▶ [VORLIEGENDER TEXT]:
-*-*-
Der Morgen beschert uns wieder alle verfügbaren Wetterlagen auf einmal: Regen, Wolken, Sonne, Wind.  

Aber das kann die Dogwalkerin selbstredend nicht daran hindern, ihre Lieblinge auszuführen, was heute Konsequenzen hat. Während nämlich der Küchencheffeur eifrig dabei ist, den drei Damen ein ihnen angemessenes Frühstück zu präparieren, erreicht ihn ein Anruf seiner Spaziergängerinnen: Hirschalarm! Er möge unverzüglich die Kamera unter den Arm klemmen und hinaus- und hinüberlaufen, um sie noch einmal abzulichten. Unverzüglich! Erst muss er unverzüglich das Kameraversteck ausfindig machen, dann das kleine Objektiv abschrauben, den Extender und die lange Linse aufsetzen und dann, nun ja, bei etwas Regen, was sonst, zum Hirschsprung eilen. Die touristisch erfahrenen Hirsche haben auf ihn gewartet, sich allerdings schon ein wenig in den Hintergrund zurückgezogen. Aber immerhin: Frau von Hirschhausen wird zufrieden und gnädig gestimmt sein ob der Ausbeute.

Und nun kann doch noch in Ruhe gefrühstückt werden, der Franz wird anschließend reisefertig gemacht, und um 11:45 Uhr machen wir uns auf den Weg.
-*-*-
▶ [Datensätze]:
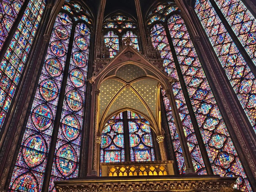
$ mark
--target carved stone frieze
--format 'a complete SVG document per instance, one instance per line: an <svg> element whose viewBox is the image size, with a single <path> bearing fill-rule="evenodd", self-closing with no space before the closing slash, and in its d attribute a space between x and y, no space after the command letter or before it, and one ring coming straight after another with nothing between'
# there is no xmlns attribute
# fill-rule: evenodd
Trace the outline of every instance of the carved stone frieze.
<svg viewBox="0 0 256 192"><path fill-rule="evenodd" d="M129 179L118 177L114 180L69 180L55 182L57 191L79 192L235 192L236 178L212 177L172 178L159 177ZM95 179L95 178L94 178Z"/></svg>

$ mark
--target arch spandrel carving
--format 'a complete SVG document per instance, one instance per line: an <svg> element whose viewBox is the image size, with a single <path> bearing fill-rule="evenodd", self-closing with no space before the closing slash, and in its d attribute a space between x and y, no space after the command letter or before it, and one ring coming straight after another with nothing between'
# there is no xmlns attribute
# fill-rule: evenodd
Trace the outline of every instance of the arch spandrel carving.
<svg viewBox="0 0 256 192"><path fill-rule="evenodd" d="M110 116L126 110L146 117L156 133L161 134L160 90L161 86L170 89L173 80L158 68L162 60L153 59L150 61L126 46L89 80L93 89L100 90L95 101L97 135ZM97 60L95 63L97 65Z"/></svg>

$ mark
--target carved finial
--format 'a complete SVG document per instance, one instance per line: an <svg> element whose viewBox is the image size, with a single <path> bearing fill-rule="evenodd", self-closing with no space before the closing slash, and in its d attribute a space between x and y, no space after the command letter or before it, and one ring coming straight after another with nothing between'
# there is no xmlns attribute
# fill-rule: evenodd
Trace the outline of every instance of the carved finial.
<svg viewBox="0 0 256 192"><path fill-rule="evenodd" d="M126 37L126 38L125 38L122 41L122 44L123 46L124 46L126 45L130 45L132 41L131 40L131 39L130 39L129 37Z"/></svg>
<svg viewBox="0 0 256 192"><path fill-rule="evenodd" d="M131 58L134 55L134 53L133 53L130 51L126 51L126 52L124 53L124 55L125 55L125 56L126 56L126 57L128 57L128 58Z"/></svg>
<svg viewBox="0 0 256 192"><path fill-rule="evenodd" d="M164 136L163 135L158 135L156 136L156 141L159 143L160 142L162 142L164 139Z"/></svg>
<svg viewBox="0 0 256 192"><path fill-rule="evenodd" d="M96 137L96 142L100 143L101 141L101 137L97 136Z"/></svg>

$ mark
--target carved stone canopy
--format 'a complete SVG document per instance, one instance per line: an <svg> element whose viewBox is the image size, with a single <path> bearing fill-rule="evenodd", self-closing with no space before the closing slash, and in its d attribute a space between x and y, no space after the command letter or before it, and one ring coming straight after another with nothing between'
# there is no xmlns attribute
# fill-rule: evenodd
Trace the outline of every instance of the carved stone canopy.
<svg viewBox="0 0 256 192"><path fill-rule="evenodd" d="M89 80L100 90L97 116L100 129L113 115L130 110L142 115L160 133L160 88L169 89L172 80L162 70L161 61L160 68L128 45Z"/></svg>

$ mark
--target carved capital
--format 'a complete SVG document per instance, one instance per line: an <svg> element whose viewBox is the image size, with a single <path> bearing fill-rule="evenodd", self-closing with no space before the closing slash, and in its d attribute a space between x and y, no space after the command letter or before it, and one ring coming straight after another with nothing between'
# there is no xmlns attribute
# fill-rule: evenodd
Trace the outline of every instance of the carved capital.
<svg viewBox="0 0 256 192"><path fill-rule="evenodd" d="M100 142L101 141L101 137L99 137L97 136L96 137L96 142L100 143Z"/></svg>
<svg viewBox="0 0 256 192"><path fill-rule="evenodd" d="M93 84L95 82L95 79L96 78L94 76L92 76L91 78L89 79L88 80L91 84Z"/></svg>
<svg viewBox="0 0 256 192"><path fill-rule="evenodd" d="M100 90L97 89L95 89L94 90L94 93L95 93L96 95L99 95L99 94L100 94Z"/></svg>
<svg viewBox="0 0 256 192"><path fill-rule="evenodd" d="M46 6L46 9L50 9L52 7L52 4L50 3Z"/></svg>
<svg viewBox="0 0 256 192"><path fill-rule="evenodd" d="M159 143L160 142L162 142L164 140L164 136L163 135L158 135L156 136L156 141Z"/></svg>

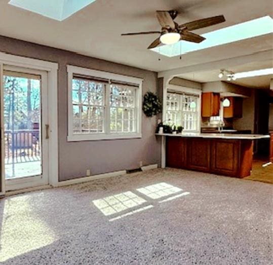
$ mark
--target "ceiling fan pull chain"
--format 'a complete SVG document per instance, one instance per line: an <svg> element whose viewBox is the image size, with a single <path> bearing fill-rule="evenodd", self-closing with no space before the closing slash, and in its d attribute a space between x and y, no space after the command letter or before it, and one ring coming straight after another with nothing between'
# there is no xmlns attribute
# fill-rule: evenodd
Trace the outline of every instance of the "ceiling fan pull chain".
<svg viewBox="0 0 273 265"><path fill-rule="evenodd" d="M180 45L180 60L182 60L182 52L181 52L181 41L179 41L179 45Z"/></svg>

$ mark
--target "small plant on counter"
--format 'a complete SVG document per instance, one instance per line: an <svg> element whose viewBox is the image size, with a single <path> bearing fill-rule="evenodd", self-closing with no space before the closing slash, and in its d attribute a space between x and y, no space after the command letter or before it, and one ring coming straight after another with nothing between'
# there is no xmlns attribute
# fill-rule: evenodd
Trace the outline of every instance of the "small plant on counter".
<svg viewBox="0 0 273 265"><path fill-rule="evenodd" d="M155 133L159 133L160 127L163 128L163 133L172 133L173 131L171 126L170 125L164 125L162 122L158 124L157 129L155 130Z"/></svg>
<svg viewBox="0 0 273 265"><path fill-rule="evenodd" d="M158 96L147 92L144 96L142 110L147 117L152 117L161 112L162 104Z"/></svg>
<svg viewBox="0 0 273 265"><path fill-rule="evenodd" d="M184 128L182 126L177 127L177 133L181 133Z"/></svg>

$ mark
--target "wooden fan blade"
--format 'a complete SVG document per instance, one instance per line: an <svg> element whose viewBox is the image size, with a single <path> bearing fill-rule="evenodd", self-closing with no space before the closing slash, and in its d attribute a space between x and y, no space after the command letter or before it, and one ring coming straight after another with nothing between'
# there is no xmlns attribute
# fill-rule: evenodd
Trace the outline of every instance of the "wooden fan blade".
<svg viewBox="0 0 273 265"><path fill-rule="evenodd" d="M179 26L179 28L186 27L188 30L193 30L194 29L208 27L224 21L225 21L225 18L224 16L221 15L221 16L199 19L198 20L182 24Z"/></svg>
<svg viewBox="0 0 273 265"><path fill-rule="evenodd" d="M206 40L206 38L192 32L184 31L180 34L180 40L191 42L192 43L199 43Z"/></svg>
<svg viewBox="0 0 273 265"><path fill-rule="evenodd" d="M124 33L122 36L130 36L131 35L141 35L144 34L155 34L161 33L161 31L146 31L144 32Z"/></svg>
<svg viewBox="0 0 273 265"><path fill-rule="evenodd" d="M152 49L153 48L155 48L157 46L158 46L161 43L160 41L160 37L157 39L152 42L150 46L148 47L148 49Z"/></svg>
<svg viewBox="0 0 273 265"><path fill-rule="evenodd" d="M168 11L157 11L157 17L162 27L175 29L175 24Z"/></svg>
-*-*-
▶ [AUFGABE 1]:
Fasse den Text über den Hirschalarm in drei Sätzen zusammen.
▶ [AUFGABE 2]:
Setze den Text über den Hirschalarm nach seinem letzten Satz fort.

▶ [LÖSUNG 1]:
Der Morgen bringt Regen, Wolken, Sonne und Wind, doch die Dogwalkerin führt ihre Lieblinge trotzdem aus. Während der Küchencheffeur das Frühstück für die drei Damen zubereitet, melden die Spaziergängerinnen telefonisch Hirschalarm, worauf er die Kamera sucht, Extender und lange Linse aufsetzt und im Regen zum Hirschsprung eilt, wo die Hirsche noch warten, sich aber schon etwas in den Hintergrund zurückgezogen haben. Danach wird in Ruhe gefrühstückt, der Franz reisefertig gemacht und um 11:45 Uhr aufgebrochen.

▶ [LÖSUNG 2]:
Noch lässt uns der Nationalpark nicht los, noch einmal müssen wir ihm unsere Aufwartung machen. Also geht es diesen irischen Traumpfad wieder zurück, noch einmal vorbei an Ladies View und dann weiter zur Kissane Sheep Farm. Dort wollten wir schon bei unserer Anreise einen Stopp machen und uns die Sheep-Dog-Präsentation anschauen, aber damals hatte die Farm geschlossen, weil die Hunde Trials in Tipperary gelaufen sind und, wie wir heute erfahren sollten, dabei den ersten und zweiten Platz belegten. 

Um 12:15 Uhr sind wir in der Farm [N 51° 56' 55,21'' W 009° 37' 56,64''], und pünktlich zum Beginn der Vorführung, beginnt es ordentlich zu regnen. 7 € bezahlen wir und bekommen dafür eine wirklich beeindruckende Schau geboten. Sie dauert nur eine Viertelstunde, aber mit welcher Souveränität und Ruhe, wenn notwendig aber auch im Schnellzugtempo, ein einziger Border Collie eine Schafherde vor sich her treibt und dorthin dirigiert, wo sein Hundeführer es ihm aufträgt, ist so faszinierend, dass selbst der strömende Regen das Vergnügen nicht schmälern kann.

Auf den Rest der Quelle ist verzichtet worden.